Given instruction » Skip the pictures. Transcribe the rest of the data below without changing a word.

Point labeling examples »

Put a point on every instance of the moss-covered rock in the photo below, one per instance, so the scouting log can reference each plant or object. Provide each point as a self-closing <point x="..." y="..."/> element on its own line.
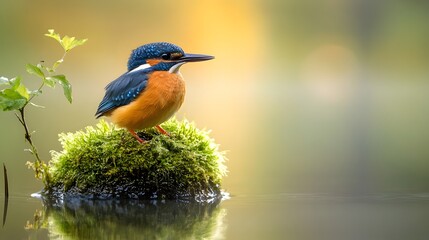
<point x="107" y="162"/>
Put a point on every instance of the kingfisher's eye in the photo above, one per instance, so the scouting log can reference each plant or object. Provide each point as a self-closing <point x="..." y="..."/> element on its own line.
<point x="166" y="56"/>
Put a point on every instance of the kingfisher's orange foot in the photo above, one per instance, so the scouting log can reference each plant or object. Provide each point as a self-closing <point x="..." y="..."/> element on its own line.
<point x="161" y="130"/>
<point x="136" y="136"/>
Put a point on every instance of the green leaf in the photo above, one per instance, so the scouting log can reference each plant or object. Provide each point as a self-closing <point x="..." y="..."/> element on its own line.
<point x="50" y="81"/>
<point x="4" y="80"/>
<point x="51" y="33"/>
<point x="56" y="64"/>
<point x="11" y="100"/>
<point x="22" y="90"/>
<point x="35" y="70"/>
<point x="67" y="88"/>
<point x="14" y="82"/>
<point x="38" y="106"/>
<point x="69" y="43"/>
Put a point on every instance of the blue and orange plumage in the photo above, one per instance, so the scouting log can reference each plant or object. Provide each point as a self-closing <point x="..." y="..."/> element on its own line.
<point x="151" y="91"/>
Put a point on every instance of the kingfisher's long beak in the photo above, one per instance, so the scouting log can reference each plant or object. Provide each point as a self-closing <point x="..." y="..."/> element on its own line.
<point x="189" y="57"/>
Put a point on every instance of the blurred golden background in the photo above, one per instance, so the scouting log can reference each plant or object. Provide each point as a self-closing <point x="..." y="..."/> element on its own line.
<point x="306" y="96"/>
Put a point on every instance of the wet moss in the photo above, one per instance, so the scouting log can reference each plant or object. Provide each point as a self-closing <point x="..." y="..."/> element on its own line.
<point x="107" y="162"/>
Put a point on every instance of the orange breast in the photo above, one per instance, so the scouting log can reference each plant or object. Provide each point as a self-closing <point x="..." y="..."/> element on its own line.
<point x="162" y="97"/>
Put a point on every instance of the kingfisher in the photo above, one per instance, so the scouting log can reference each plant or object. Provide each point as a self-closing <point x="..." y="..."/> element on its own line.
<point x="151" y="91"/>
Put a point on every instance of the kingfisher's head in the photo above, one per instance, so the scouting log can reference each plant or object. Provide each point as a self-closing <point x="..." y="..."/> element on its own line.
<point x="162" y="56"/>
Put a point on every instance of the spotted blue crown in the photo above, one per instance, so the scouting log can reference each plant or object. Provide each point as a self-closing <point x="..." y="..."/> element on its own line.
<point x="151" y="51"/>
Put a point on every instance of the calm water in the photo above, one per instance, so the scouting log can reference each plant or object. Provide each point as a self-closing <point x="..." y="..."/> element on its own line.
<point x="276" y="216"/>
<point x="322" y="107"/>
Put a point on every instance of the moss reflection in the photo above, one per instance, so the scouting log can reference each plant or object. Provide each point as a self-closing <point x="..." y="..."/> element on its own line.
<point x="130" y="219"/>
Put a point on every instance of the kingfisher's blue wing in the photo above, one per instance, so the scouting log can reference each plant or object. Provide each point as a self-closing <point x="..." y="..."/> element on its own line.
<point x="123" y="90"/>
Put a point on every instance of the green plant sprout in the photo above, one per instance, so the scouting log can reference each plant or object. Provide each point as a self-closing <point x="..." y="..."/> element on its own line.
<point x="15" y="96"/>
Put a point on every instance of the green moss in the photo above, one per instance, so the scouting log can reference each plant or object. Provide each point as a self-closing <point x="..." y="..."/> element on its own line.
<point x="105" y="162"/>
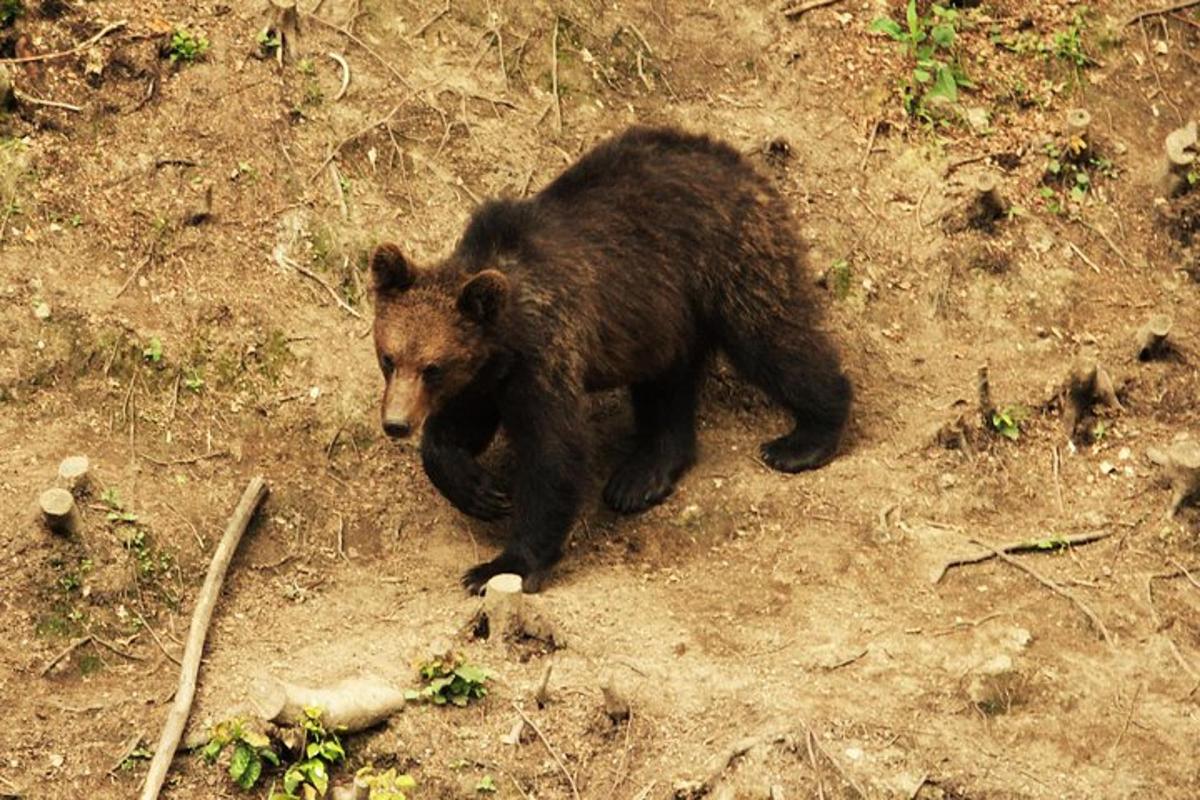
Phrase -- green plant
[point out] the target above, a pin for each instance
(193, 379)
(251, 750)
(269, 41)
(450, 679)
(1007, 422)
(929, 41)
(385, 786)
(9, 11)
(840, 278)
(153, 350)
(117, 511)
(186, 47)
(322, 749)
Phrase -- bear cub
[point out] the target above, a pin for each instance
(633, 268)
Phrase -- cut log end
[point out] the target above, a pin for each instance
(1152, 337)
(1183, 470)
(59, 512)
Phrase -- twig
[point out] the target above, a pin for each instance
(432, 19)
(189, 459)
(285, 262)
(553, 78)
(1167, 10)
(870, 143)
(796, 12)
(370, 50)
(336, 178)
(1125, 728)
(346, 74)
(205, 602)
(550, 749)
(813, 762)
(78, 48)
(49, 103)
(1048, 545)
(1057, 483)
(333, 154)
(64, 653)
(1053, 587)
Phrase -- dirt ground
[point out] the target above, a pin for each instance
(184, 353)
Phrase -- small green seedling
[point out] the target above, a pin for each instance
(186, 47)
(929, 41)
(269, 41)
(9, 11)
(322, 749)
(449, 679)
(385, 786)
(251, 750)
(1007, 422)
(193, 379)
(840, 278)
(153, 352)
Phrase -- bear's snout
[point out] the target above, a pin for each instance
(397, 428)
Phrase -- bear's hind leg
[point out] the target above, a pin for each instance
(798, 368)
(665, 417)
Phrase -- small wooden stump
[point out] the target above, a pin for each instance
(616, 707)
(1182, 148)
(1152, 337)
(59, 512)
(1183, 470)
(73, 474)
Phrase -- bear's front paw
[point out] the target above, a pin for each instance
(477, 577)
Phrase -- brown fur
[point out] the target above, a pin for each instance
(630, 269)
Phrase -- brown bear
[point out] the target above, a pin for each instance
(631, 269)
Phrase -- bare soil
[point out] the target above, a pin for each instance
(799, 609)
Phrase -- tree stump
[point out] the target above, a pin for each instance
(59, 512)
(1183, 470)
(1152, 337)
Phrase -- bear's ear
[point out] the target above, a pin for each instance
(484, 296)
(390, 271)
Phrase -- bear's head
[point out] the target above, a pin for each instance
(433, 334)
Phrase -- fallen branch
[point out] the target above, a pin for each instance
(550, 749)
(1049, 545)
(346, 76)
(1155, 12)
(285, 262)
(796, 12)
(78, 48)
(1053, 587)
(205, 603)
(553, 79)
(353, 704)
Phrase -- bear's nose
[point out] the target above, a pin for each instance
(397, 428)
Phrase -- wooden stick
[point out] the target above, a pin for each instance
(1053, 587)
(78, 48)
(1155, 12)
(553, 79)
(575, 791)
(205, 602)
(1024, 546)
(796, 12)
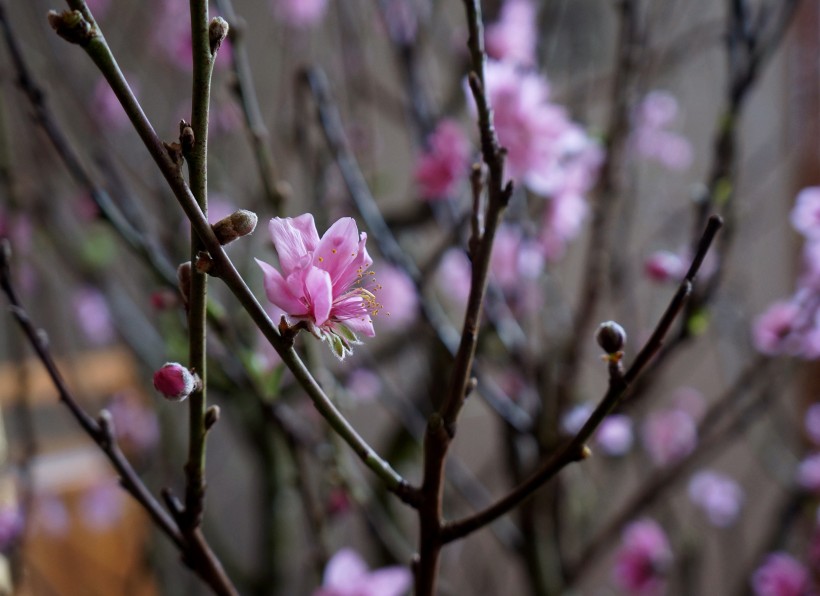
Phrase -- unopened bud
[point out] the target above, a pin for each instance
(237, 224)
(217, 32)
(71, 26)
(174, 382)
(611, 337)
(186, 137)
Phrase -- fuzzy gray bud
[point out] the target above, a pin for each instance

Exercise result »
Put a point on every instance of the moss-covered rock in the photo below, one per instance, so the scouting log can reference each plant or object. Provide each point as a self-closing <point x="..." y="..."/> element on its own line.
<point x="107" y="162"/>
Put a point on every instance of the kingfisher's eye in the photo above, one per instance, so the scouting log can reference each plant or object. Provide each point as a self-closing <point x="..." y="..."/> element on its own line.
<point x="166" y="56"/>
Put a point on every instance of the kingfisher's orange foot in the photo above, one per instance, so the scouting log can reference each plant or object. Provide each point as a self-closing <point x="..." y="..."/> element on its own line.
<point x="161" y="130"/>
<point x="136" y="136"/>
Put a point on every instance of the green leaf in the photo above, one per instance, so the scouting log can reference each plant or object. Provide each point as a self-closing <point x="..." y="..."/> element on its own line.
<point x="50" y="81"/>
<point x="4" y="80"/>
<point x="51" y="33"/>
<point x="56" y="64"/>
<point x="11" y="100"/>
<point x="22" y="90"/>
<point x="35" y="70"/>
<point x="67" y="88"/>
<point x="14" y="82"/>
<point x="38" y="106"/>
<point x="69" y="43"/>
Put a point on every instance of the blue and orange plumage in the photo above, one per instance, so the scouting log can reference each plant or object. Provide each point as a self-closing <point x="..." y="..."/> element on its own line.
<point x="151" y="91"/>
Put a point on every instance of the kingfisher's long beak in the photo above, one per instance, so the scouting log can reference each plant or object. Provide each point as a self-closing <point x="..." y="..."/> element on its own line.
<point x="189" y="57"/>
Put a point on every instance of the blurred golden background in the photo above, one per instance, so the scouting log can reference each plant or object. Provide each point as a self-closing <point x="..." y="..."/> element on its own line.
<point x="306" y="96"/>
Put a point on every instance of the wet moss in the photo above, one per instance, so the scouting log can reference each plant or object. Provide each point as a self-closing <point x="..." y="..."/> element on its own line.
<point x="107" y="162"/>
Put a point on every instance of the orange breast in the photo above, one per instance, so the scouting log can reference each plant or object. Provide each point as a self-closing <point x="..." y="..."/> element on its own line.
<point x="162" y="97"/>
Put a point on every instance of the kingfisher in the photo above, one per instance, so the scouting log can reference each plant or object. Provide each point as a self-closing <point x="..." y="..."/> element on its own line.
<point x="151" y="91"/>
Put a point on every instance of the kingfisher's head in the photo above, one per instance, so the scouting log can reference each plant or object. Provide each point as a self-closing <point x="..." y="..."/> element on its own line.
<point x="162" y="56"/>
Put a point on every instance of the spotted blue crown in the photo above, one per instance, so the scouting log can reference each plant or object. Provide each point as a self-closing <point x="..." y="..."/> element on its own line.
<point x="151" y="51"/>
Put a point on every instance of the calm water in the photo above, one per instance, so the scouting log can reference each plant or object. Provide each point as a self-closing <point x="..." y="..."/> element on its own line.
<point x="276" y="216"/>
<point x="322" y="107"/>
Put a point on every instance of the moss reflection in the photo above, one per instance, so the scouting log can reference each plant or object. Provide each point as a self-closing <point x="..." y="..."/> element on its own line.
<point x="130" y="219"/>
Put a point on every instance of the kingfisher's blue wing in the photo above, one per instance, so the scouting log can reference each plant or object. Provide each point as a self-closing <point x="..." y="..."/> element on its own line.
<point x="123" y="90"/>
Put a point on every instance of the green plant sprout in the photo above, one per instance, so the scouting log can reference each plant or object. Provide each point as a self-closing <point x="..." y="..."/> element on its own line.
<point x="15" y="96"/>
Put a point on every instance of the green moss in the photo above, one per instance, so the scouting log can reference each plant or object. Provide each point as a self-closing <point x="..." y="..."/> element on its own line.
<point x="105" y="162"/>
Phrase -- green plant
[point out] the target above, a pin for each instance
(193, 379)
(251, 750)
(269, 41)
(450, 679)
(1007, 422)
(929, 41)
(385, 786)
(9, 11)
(840, 278)
(153, 350)
(117, 511)
(186, 47)
(322, 749)
Phrase -- bear cub
[point out] the target above, a pin for each instance
(633, 268)
Phrase -- cut log end
[point out] the target above, a pin for each instance
(1152, 337)
(1183, 470)
(59, 512)
Phrase -- twig
[point out] the target above, a pin for each instance
(432, 19)
(189, 459)
(285, 262)
(553, 78)
(1167, 10)
(870, 143)
(796, 12)
(370, 50)
(336, 178)
(1125, 728)
(346, 74)
(205, 602)
(550, 749)
(813, 762)
(78, 48)
(49, 103)
(1048, 545)
(1057, 483)
(333, 154)
(64, 653)
(1053, 587)
Phrase -- dirt ground
[point out] the target above, a pin for each instance
(184, 353)
Phrase -- small green seedling
[point out] the target above, a pin for each instance
(186, 47)
(929, 41)
(269, 41)
(9, 11)
(322, 749)
(449, 679)
(385, 786)
(251, 750)
(1007, 422)
(193, 379)
(840, 278)
(153, 352)
Phrase -- bear's snout
[point out] the target above, a pin for each instance
(397, 428)
Phrase -- bear's hind leg
[point out] the target above, a pin for each instance
(798, 368)
(665, 417)
Phrase -- small wooden stump
[point out] the target above, a pin for each instance
(616, 707)
(1182, 148)
(1152, 337)
(59, 512)
(1183, 470)
(73, 474)
Phrase -- bear's front paw
[point out] the target above, a pin for each instance
(477, 577)
Phrase -- brown fur
[point out] the target above, a pin for each instance
(630, 269)
Phrase -- brown bear
[point out] the target above, a pin for each instance
(631, 269)
Phrase -- bare soil
[point out] the target above, a pin for each instance
(799, 609)
Phrase -- tree stump
[point out] the target above, a pin for each instance
(59, 512)
(1183, 470)
(1152, 337)
Phrase -- bear's ear
[point out] the target above, a pin for each instance
(484, 296)
(390, 271)
Phrase -- bear's head
[point out] the target above, a pin for each instance
(433, 334)
Phrase -- fallen branch
[point out] the target above, a pin for each instance
(550, 749)
(1049, 545)
(346, 76)
(1155, 12)
(285, 262)
(796, 12)
(78, 48)
(1053, 587)
(205, 603)
(553, 79)
(353, 704)
Phrase -- bear's nose
[point out] the target above, a pin for each instance
(397, 428)
Phrase -- wooden stick
[point out] the target above, a pin for each instance
(1053, 587)
(78, 48)
(1155, 12)
(553, 79)
(575, 791)
(205, 602)
(1024, 546)
(796, 12)
Phrase -- unopened bud
[point out] the target above, a pin for each instance
(237, 224)
(217, 32)
(71, 26)
(174, 382)
(611, 337)
(186, 137)
Phrase -- fuzzy gray bud
[point out] the target above, a pin for each instance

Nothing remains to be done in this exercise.